* _Tâches à faire_:
A. Indiquez combien de lignes du listing contiennent le mot « concrete ». Donnez uniquement ce nombre.
B. Poursuivez la critique de la Cendrillon de Massenet donnée à l'Opéra Bastille, en reprenant juste après sa dernière phrase.

Paris. Opéra de Paris Bastille. Samedi 26 mars 2022
Voilà plus de quarante ans que
Paris n’avait pas vu et entendu la Cendrillon
de Jules Massenet. La dernière fois, c’était Salle Favart en mars 2011 mis en
scène par Benjamin Lazare, mais je me souviens surtout des représentations au Théâtre
du Châtelet en 1981 dans une production canadienne de Brian Macdonald et Julius
Rudel venue d’Ottawa avec rien moins que Frederica von Stade, Maureen Forrester, Louis Quilico…
Opéra féerique créé à l’Opéra
Comique en 1899 sur un livret d’Henri Cain qui suit au plus près le conte éponyme de
Charles Perrault, contrairement à La Cenerentola de Rossini (1817), la Cendrillon de Massenet est censée allier
le surnaturel et l’humour. Pourtant, ce que donne à voir et à entendre l’Opéra
de Paris pour son entrée au répertoire-maison, porte plutôt vers la grisaille
et la solitude des êtres, y compris dans l’acte du bal qui ne manque pourtant
pas de couleurs. Après une ouverture à rideau fermé, ce qui est de plus en plus
rare, la metteuse en scène Mariame Clément et sa scénographe Julia Hansen font
entrer le spectateur dans un univers de blanchisserie industrielle aussi terne
que monumentale contemporaine de la genèse de l’œuvre, c’est-à-dire à la fin du
XIXe siècle, dans l’esprit de Gustave Eiffel.
Aucune magie ne viendra perturber cette triste uniformité, pas même lors de la féerique scène du chêne qui se déroule ici dans les sous-sols délabrés de la manufacture. L’on apprécie néanmoins l’humanité des personnages, particulièrement les deux sœurs, Noémie (Charlotte Bonnet) et Dorothée (Marion Lebègue), dont les caractères échappent judicieusement à la caricature, moins pestes que la norme, l’une plus garçon manqué que l’autre, allant jusqu’à défier sa sœur au basket tandis que Lucette-Cendrillon, leur demi-sœur, délire allongée sur un canapé.

* _Données enregistrées_:
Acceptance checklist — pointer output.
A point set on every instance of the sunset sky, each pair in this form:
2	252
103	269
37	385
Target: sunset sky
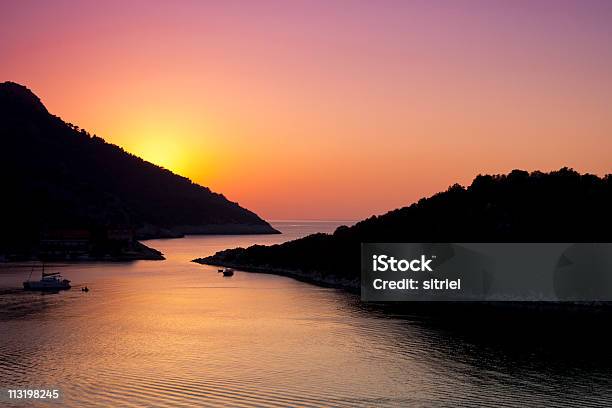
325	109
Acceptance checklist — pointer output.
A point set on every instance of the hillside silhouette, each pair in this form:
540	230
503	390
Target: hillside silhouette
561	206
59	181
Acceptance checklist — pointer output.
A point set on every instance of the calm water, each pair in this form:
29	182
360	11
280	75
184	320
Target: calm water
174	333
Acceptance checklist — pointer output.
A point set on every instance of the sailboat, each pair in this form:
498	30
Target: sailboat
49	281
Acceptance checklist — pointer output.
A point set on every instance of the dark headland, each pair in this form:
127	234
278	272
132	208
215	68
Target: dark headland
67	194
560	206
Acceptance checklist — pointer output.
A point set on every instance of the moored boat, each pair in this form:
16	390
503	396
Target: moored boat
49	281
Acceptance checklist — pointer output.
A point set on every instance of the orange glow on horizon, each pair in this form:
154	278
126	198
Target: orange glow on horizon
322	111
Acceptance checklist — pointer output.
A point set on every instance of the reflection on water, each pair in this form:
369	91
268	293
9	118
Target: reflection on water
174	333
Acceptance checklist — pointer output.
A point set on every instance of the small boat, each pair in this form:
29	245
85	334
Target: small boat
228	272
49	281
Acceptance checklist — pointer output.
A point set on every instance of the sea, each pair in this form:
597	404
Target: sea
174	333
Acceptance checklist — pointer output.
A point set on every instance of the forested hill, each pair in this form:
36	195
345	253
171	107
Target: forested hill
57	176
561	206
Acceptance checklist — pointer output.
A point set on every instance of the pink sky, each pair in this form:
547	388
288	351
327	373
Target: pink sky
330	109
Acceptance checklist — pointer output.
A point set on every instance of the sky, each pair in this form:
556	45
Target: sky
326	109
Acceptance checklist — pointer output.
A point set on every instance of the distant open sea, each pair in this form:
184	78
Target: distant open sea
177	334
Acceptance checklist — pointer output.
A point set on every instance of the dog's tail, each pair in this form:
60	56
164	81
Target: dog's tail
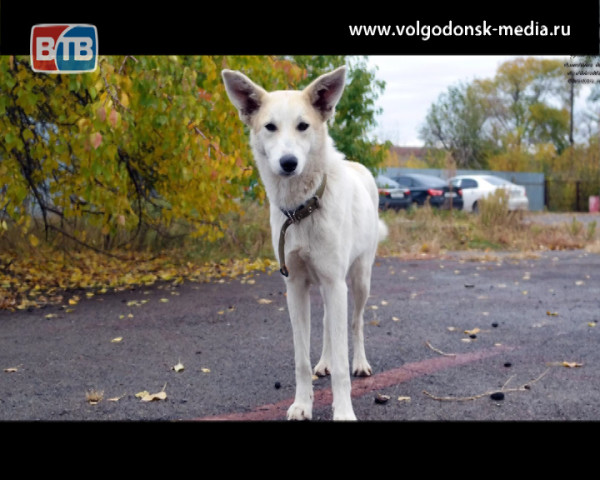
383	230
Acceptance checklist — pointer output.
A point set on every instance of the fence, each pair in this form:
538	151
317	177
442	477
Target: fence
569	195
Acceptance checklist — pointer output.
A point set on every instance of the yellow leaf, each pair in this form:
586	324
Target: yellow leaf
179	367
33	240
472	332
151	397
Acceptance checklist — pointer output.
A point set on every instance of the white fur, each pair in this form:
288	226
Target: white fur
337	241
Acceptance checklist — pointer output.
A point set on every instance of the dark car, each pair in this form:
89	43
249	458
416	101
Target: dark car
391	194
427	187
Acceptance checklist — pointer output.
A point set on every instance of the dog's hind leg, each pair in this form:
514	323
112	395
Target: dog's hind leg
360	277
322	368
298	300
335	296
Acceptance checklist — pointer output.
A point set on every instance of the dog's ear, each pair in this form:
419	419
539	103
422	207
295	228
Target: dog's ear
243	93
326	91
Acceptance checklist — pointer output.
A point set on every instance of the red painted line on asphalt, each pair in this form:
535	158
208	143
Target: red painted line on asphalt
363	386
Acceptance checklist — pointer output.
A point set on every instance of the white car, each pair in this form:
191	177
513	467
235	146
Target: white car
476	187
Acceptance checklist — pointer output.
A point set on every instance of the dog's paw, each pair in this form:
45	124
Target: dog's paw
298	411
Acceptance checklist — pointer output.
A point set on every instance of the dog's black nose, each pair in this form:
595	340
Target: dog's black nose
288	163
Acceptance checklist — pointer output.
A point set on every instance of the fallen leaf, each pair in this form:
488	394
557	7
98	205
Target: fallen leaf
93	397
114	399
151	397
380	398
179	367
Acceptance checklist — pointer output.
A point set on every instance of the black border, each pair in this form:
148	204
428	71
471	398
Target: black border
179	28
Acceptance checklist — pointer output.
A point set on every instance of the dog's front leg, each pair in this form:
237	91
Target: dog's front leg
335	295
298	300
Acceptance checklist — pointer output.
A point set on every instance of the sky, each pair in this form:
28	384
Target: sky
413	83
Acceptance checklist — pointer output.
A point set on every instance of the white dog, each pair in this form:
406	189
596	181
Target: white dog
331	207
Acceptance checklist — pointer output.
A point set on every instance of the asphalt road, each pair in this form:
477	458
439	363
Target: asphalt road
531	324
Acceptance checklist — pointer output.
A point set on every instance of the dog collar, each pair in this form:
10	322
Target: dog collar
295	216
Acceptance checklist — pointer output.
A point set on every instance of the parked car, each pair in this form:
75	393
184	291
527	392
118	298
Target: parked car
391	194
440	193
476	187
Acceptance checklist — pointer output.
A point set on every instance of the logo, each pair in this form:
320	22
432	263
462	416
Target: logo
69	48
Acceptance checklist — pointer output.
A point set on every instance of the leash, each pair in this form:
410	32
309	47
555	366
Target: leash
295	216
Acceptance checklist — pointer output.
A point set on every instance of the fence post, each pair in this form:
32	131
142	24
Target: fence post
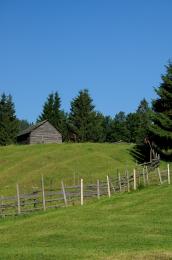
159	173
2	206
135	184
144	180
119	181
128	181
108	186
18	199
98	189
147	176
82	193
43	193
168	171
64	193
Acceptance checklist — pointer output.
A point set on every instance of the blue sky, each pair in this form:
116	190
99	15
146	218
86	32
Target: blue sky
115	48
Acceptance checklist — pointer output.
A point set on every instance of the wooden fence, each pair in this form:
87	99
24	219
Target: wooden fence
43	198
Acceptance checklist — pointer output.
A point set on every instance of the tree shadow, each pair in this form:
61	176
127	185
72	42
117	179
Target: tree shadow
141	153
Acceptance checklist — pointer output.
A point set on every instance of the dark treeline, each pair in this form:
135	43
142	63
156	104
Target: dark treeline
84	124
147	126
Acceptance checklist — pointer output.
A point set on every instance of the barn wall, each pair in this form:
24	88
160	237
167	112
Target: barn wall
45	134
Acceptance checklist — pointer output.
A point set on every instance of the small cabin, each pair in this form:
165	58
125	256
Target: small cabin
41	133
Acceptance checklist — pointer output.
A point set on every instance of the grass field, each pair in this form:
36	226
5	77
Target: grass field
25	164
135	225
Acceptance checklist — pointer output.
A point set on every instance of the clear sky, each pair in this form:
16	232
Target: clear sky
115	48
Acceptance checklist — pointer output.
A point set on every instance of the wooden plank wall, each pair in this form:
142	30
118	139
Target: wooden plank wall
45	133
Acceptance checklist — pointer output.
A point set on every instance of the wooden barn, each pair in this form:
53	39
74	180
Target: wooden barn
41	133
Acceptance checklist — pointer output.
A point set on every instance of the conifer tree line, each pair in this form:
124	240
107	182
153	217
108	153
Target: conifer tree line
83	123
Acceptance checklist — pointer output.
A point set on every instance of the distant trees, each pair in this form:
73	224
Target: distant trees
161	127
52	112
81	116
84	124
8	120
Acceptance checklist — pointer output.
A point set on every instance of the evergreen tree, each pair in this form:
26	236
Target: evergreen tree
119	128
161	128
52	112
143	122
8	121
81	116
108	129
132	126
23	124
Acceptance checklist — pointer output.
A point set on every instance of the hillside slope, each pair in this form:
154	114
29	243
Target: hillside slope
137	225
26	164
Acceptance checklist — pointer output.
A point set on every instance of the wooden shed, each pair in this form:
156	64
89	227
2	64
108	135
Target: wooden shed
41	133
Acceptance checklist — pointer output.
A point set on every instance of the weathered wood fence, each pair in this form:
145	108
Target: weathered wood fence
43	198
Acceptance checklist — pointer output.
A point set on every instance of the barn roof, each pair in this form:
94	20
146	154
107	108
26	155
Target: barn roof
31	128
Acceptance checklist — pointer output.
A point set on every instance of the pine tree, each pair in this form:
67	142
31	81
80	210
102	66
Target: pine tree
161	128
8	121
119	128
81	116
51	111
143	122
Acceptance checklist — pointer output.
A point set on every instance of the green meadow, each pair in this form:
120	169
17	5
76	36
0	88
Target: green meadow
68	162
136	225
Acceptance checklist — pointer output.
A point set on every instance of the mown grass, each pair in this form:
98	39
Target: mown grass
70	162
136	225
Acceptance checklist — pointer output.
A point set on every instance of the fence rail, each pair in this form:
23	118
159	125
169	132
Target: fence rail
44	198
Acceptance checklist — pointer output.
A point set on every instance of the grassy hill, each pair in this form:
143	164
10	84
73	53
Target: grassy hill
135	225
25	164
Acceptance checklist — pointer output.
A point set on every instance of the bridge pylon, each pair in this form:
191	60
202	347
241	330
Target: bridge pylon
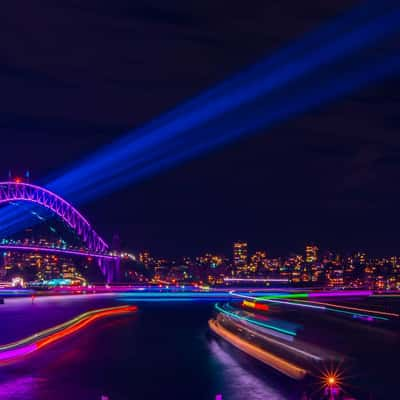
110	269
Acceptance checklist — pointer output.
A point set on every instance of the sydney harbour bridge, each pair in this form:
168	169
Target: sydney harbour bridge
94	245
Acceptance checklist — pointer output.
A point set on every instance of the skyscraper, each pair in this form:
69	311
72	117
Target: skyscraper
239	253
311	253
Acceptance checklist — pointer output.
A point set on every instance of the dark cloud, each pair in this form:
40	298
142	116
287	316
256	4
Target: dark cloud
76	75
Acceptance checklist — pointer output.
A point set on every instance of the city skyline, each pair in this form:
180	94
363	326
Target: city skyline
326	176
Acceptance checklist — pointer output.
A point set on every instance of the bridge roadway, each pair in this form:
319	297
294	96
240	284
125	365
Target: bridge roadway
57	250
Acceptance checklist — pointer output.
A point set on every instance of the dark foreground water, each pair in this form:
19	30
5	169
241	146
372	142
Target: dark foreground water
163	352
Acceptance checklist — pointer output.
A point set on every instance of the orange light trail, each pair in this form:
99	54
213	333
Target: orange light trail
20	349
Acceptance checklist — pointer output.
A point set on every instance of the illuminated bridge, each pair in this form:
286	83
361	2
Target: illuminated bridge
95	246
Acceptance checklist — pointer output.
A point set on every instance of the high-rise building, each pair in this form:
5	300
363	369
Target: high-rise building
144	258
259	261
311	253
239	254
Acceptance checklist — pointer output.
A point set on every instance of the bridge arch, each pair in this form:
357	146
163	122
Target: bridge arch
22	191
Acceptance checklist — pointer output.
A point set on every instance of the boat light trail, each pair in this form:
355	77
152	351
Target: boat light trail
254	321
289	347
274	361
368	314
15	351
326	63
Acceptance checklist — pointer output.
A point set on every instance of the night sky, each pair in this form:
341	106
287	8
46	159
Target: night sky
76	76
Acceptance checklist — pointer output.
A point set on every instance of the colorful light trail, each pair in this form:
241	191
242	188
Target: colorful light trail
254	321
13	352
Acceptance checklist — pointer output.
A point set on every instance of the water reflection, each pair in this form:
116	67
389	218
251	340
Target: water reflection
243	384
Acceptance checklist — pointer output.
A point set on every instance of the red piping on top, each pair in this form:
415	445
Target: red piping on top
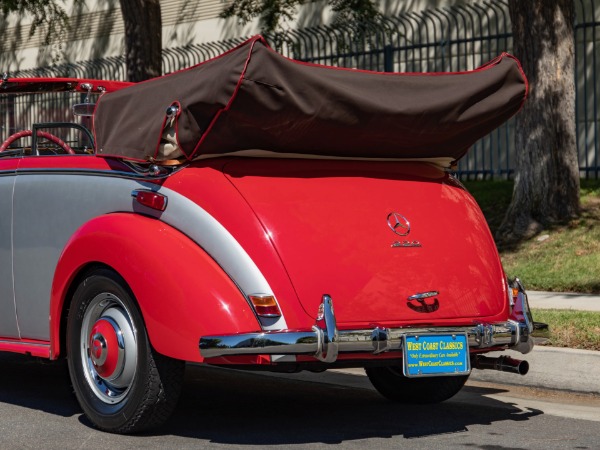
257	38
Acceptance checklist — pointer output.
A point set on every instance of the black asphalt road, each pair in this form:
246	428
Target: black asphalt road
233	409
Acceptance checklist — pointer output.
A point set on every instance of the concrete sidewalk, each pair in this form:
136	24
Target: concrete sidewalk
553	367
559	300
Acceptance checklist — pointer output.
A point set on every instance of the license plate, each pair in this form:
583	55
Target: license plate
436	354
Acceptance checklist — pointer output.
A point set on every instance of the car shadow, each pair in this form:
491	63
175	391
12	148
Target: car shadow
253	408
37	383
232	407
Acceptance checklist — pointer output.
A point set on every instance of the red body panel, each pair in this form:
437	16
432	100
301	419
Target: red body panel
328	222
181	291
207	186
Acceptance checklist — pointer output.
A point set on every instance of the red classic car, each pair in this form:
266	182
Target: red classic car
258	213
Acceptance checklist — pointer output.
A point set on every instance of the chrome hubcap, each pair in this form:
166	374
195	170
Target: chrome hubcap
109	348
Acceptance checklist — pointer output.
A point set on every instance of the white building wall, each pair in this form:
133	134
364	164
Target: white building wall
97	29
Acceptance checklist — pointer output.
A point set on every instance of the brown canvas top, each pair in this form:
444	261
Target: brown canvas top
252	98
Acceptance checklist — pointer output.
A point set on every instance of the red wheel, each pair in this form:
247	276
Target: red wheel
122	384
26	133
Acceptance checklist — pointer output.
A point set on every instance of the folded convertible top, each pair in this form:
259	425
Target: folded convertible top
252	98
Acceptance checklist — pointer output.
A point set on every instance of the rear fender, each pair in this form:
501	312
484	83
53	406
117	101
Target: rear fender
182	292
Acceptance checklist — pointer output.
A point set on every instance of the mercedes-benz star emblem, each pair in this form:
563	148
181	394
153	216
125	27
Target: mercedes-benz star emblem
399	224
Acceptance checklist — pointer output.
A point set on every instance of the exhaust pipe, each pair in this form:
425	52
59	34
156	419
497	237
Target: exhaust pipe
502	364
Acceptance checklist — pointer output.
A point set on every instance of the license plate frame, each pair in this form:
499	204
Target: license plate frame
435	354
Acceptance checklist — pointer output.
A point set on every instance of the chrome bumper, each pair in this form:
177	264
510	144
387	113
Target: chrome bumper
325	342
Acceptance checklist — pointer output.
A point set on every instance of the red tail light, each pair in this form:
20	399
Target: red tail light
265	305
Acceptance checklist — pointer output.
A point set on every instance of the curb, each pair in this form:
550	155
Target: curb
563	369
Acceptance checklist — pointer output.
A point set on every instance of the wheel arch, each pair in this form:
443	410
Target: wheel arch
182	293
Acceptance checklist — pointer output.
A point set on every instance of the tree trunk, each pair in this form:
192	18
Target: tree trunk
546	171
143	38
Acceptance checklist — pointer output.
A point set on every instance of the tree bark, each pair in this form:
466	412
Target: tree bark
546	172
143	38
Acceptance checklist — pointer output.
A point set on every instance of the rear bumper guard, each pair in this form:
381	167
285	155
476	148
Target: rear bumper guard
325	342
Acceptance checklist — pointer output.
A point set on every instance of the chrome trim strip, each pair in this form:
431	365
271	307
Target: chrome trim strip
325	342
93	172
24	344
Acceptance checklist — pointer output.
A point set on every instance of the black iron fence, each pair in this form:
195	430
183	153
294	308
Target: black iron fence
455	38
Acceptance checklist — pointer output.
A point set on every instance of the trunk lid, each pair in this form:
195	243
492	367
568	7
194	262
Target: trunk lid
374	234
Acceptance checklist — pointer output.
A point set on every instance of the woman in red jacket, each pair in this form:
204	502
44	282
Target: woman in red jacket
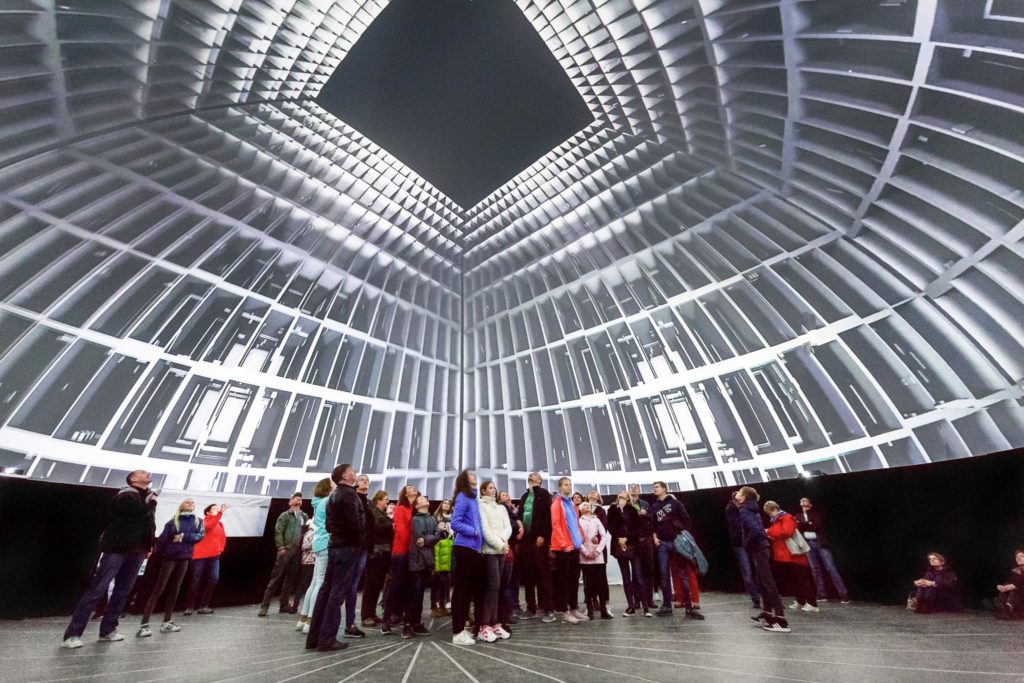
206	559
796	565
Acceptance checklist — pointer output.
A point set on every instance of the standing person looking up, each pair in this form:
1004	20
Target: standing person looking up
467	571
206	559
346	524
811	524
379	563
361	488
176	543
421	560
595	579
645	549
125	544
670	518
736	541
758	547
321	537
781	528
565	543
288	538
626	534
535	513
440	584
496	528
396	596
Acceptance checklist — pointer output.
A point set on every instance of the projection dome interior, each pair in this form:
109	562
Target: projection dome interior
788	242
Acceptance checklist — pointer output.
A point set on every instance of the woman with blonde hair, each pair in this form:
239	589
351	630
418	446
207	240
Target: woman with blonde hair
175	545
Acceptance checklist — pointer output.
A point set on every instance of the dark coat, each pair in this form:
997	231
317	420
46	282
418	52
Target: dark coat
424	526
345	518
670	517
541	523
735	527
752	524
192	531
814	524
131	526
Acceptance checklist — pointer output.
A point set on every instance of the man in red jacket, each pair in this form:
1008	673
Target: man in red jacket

* _Réponses dans l'ordre_:
A. 2

B.
Le désœuvrement général que dégage ce spectacle est amplifié par la direction atone de Carlo Rizzi. Le chef italien, qui n’a pas su trouver l’élan propre à Massenet, s’ennuie ferme dans cet univers. Ni rythme, ni saillies, ni flamme, ni poésie deux heures trente de rang, l’encéphalogramme reste désespérément plat. L’on sent bien dans la fosse que les musiciens de l’orchestre cherchent à dynamiser le propos, comme cherchant à pousser leur chef de passage dans ses retranchements, à le sortir de sa torpeur en éveillant son attention avec des traits et des couleurs les plus chatoyants possibles, mais rien n’y fait, pas même les italianismes qui ponctuent pourtant la partition de Massenet.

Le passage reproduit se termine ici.